# First Handgun



## Rolo86 (Feb 23, 2007)

Howdy,

Im new to the site, just recently bought my first handgun: Sig 220 Equinox. I absolutely love it, shoots like a dream. I started browsing the site a few days ago, decided to sign up. I'll post a couple pictures a little later.

Rolo


----------



## Baldy (Jun 21, 2006)

Welcome aboard Rolo86. I sure have read a lot of good about the 220 Equinox but I have never shoot one. The main thing is your happy with it and that will help you become a better shooter. Now a good range report and some pictures. Good shooting.


----------



## SuckLead (Jul 4, 2006)

PICTURES!!!!!!!!!! I want pictures!!!!!!!!!!!! 

Sorry. I really, really want that gun! LOL!


----------



## Baldy (Jun 21, 2006)

Here he comes...


----------



## SuckLead (Jul 4, 2006)

⁂

* [Stated goal] Extend the forum thread about a first handgun from the point where it stops, starting with the post that belongs under its final header.

* [Given information]
⁂

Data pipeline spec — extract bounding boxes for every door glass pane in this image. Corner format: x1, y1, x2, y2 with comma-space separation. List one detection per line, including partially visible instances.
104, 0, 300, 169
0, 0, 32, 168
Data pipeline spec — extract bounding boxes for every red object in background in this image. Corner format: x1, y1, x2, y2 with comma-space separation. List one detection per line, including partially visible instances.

⁂

* [Exercise answer]
Baldy said:


> Here he comes...


I swear I never get enough of that! LOL!


----------



## Rolo86 (Feb 23, 2007)

Haha, here you go, this is the only pic I have available at work. I will go shoot some more this weekend and post some range pics.


----------



## mw1311 (Feb 7, 2007)

Rolo86 said:


> Haha, here you go, this is the only pic I have available at work. I will go shoot some more this weekend and post some range pics.


very nice first handgun! congrats & welcome to the forum!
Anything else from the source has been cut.